▶ _Task_
From the cluster adapter page, quote the passage starting at "Introduction" and ending at "throughout the cluster.".

▶ _Page excerpt_
◆ ◆ ◆ ◆ ◆ ◆ ◆

Cluster Topic Publisher and Subscriber Adapters

Introduction

Note

Starting with release 10.4.1, this adapter suite is deprecated.

The Spotfire Streaming Cluster Publisher and Subscriber Adapters allow StreamBase applications, which are deployed on different nodes of a cluster to publish tuples to a given topic and allow the other nodes to access this tuple by subscribing to the same topic. In addition, a history of the published tuples is kept so that subscribers may request a replay of older tuples, for example to recover after a node failover.

The Cluster Publisher operator has the following capabilities:

  • On connect, it creates the topic that is named in its Topic Name property, or if the topic exists in the cluster, it connects to it.

  • Tuples sent to its input port are published to the topic, and are then forwarded to all the topic's subscribers throughout the cluster.

  • Each tuple published in this way is given a unique, sequential ordinal number to indicate the order in which it was published.

  • More than one publisher from any node in the cluster may be used for the same topic. In that case, tuples are published in first-come, first-served order.

  • A command can be sent to any publisher of a topic to clear this topic's history.

The Cluster Subscriber operator has the following capabilities:

  • On connect, it creates the topic named in its Topic Name property, or if the topic exists already in the cluster, it connects to it.

  • When publishers send tuples to the topic, the subscriber receives them and emits them on its output port. Each tuple received this way contains an integer field named ordinal to indicate its publishing sequence order.

  • More than one operator instance from any node in the cluster may subscribe to the same topic.

  • When you send a Replay command to its input port with a given range of ordinal numbers, it replays the tuples that fell within the range and were previously sent to the topic. In this way, subscribers may bring themselves up to date when starting up in an existing cluster, for example when restarting the node after a fail-over event or when adding new nodes to the cluster. Each tuple replayed in this way has a boolean field named replay set to true.

Subscriber and Publisher Adapter Properties

Settings are used to control most of the behavior of the operators. The settings are grouped under several tabs in the Properties view in StreamBase Studio.

In the tables in this section, the Property column displays each property name as it appears in one or more operator property tabs of the Properties view for this adapter.

◆ ◆ ◆ ◆ ◆ ◆ ◆

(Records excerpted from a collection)
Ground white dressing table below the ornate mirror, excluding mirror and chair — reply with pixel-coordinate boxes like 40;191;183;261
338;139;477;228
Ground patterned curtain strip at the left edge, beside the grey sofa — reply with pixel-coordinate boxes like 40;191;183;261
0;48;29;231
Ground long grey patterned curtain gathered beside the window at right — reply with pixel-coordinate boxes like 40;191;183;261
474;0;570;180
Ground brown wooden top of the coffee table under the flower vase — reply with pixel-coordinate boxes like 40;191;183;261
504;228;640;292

◆ ◆ ◆ ◆ ◆ ◆ ◆

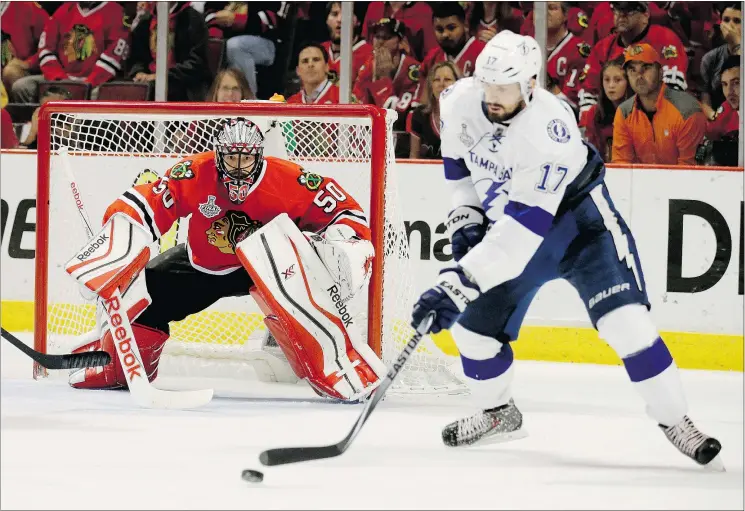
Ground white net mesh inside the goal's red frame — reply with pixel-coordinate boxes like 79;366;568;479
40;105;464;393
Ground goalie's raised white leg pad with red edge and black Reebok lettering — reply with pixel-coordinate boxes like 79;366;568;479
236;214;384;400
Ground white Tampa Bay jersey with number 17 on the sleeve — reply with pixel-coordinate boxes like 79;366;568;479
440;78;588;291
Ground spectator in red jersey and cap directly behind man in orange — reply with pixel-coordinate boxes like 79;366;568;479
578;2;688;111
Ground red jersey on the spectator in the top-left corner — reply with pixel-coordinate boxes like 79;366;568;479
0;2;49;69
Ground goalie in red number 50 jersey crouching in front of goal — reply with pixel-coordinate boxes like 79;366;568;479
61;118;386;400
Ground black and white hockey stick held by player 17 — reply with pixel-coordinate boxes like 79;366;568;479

◆ ◆ ◆ ◆ ◆ ◆ ◆

▶ _Exercise answer_
Introduction

Note

Starting with release 10.4.1, this adapter suite is deprecated.

The Spotfire Streaming Cluster Publisher and Subscriber Adapters allow StreamBase applications, which are deployed on different nodes of a cluster to publish tuples to a given topic and allow the other nodes to access this tuple by subscribing to the same topic. In addition, a history of the published tuples is kept so that subscribers may request a replay of older tuples, for example to recover after a node failover.

The Cluster Publisher operator has the following capabilities:

  • On connect, it creates the topic that is named in its Topic Name property, or if the topic exists in the cluster, it connects to it.

  • Tuples sent to its input port are published to the topic, and are then forwarded to all the topic's subscribers throughout the cluster.